### EXERCISE
Reproduce the entries below exactly, from the start of the entries through the line containing "point(390, 30)", including that line. Output only those lines.

### PROVIDED INFORMATION
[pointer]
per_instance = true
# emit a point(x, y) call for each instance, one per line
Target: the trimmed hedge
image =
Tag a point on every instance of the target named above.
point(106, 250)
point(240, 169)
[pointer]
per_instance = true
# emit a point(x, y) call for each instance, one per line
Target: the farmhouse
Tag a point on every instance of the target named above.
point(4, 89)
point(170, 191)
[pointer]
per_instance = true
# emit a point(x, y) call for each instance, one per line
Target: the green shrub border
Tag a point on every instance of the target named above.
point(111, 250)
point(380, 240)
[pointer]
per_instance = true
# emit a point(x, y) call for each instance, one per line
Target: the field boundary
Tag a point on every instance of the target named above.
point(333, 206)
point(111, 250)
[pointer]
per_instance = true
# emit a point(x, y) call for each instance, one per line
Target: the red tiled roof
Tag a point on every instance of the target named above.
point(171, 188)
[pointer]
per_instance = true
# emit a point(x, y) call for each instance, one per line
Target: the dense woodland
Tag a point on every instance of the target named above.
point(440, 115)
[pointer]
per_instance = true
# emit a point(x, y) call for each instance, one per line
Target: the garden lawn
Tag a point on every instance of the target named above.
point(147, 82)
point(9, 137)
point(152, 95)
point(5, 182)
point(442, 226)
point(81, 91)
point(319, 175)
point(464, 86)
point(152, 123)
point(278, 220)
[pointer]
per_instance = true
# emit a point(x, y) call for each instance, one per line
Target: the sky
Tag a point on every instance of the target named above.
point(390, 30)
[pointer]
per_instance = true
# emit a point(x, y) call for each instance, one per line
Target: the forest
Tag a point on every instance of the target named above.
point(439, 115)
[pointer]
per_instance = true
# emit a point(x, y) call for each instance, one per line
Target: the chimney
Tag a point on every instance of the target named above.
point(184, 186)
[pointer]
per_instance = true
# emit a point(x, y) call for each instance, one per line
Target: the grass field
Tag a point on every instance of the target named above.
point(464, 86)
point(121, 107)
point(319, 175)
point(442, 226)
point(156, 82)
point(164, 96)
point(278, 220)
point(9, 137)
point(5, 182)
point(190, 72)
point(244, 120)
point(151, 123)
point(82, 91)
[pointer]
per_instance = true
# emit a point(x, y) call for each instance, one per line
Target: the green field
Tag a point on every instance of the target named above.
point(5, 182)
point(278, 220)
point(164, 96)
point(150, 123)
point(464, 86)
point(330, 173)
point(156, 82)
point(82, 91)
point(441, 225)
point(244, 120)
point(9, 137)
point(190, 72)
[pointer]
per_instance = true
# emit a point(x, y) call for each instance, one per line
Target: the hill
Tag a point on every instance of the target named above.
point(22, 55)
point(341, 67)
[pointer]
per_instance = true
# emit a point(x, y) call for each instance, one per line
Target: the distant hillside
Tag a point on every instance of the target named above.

### RESPONSE TO THIS EXERCISE
[pointer]
per_instance = true
# emit a point(x, y) call for each instance, one per line
Target: the trimmed hedge
image =
Tag a point on every instance of the target named above.
point(106, 250)
point(240, 169)
[pointer]
per_instance = true
# emit a point(x, y) call for each instance, one per line
Target: the farmhouse
Tag a point on every instance of the target named above.
point(4, 89)
point(170, 191)
[pointer]
per_instance = true
# emit a point(x, y) call for each instance, one per line
Target: the green shrub border
Tag a point on every instance of the target named above.
point(111, 250)
point(380, 240)
[pointer]
per_instance = true
# emit a point(x, y) call for each instance, one per line
Target: the field boundary
Tag a point on every instance of the target named above.
point(333, 206)
point(111, 250)
[pointer]
per_instance = true
# emit a point(x, y) call for each instance, one per line
Target: the red tiled roof
Tag a point on every instance of the target named above.
point(171, 188)
[pointer]
per_instance = true
# emit a point(x, y) call for each instance, one per line
Target: the dense woodland
Tag a point on every instance of the target named above.
point(440, 115)
[pointer]
per_instance = true
# emit a point(x, y) call for each instance, one per line
Target: the garden lawn
Tag a point on every instance of the target named above.
point(147, 82)
point(9, 137)
point(152, 95)
point(5, 182)
point(442, 226)
point(81, 91)
point(319, 175)
point(464, 86)
point(152, 123)
point(278, 220)
[pointer]
per_instance = true
# emit a point(x, y) call for each instance, one per line
Target: the sky
Tag a point on every instance of the target named above.
point(390, 30)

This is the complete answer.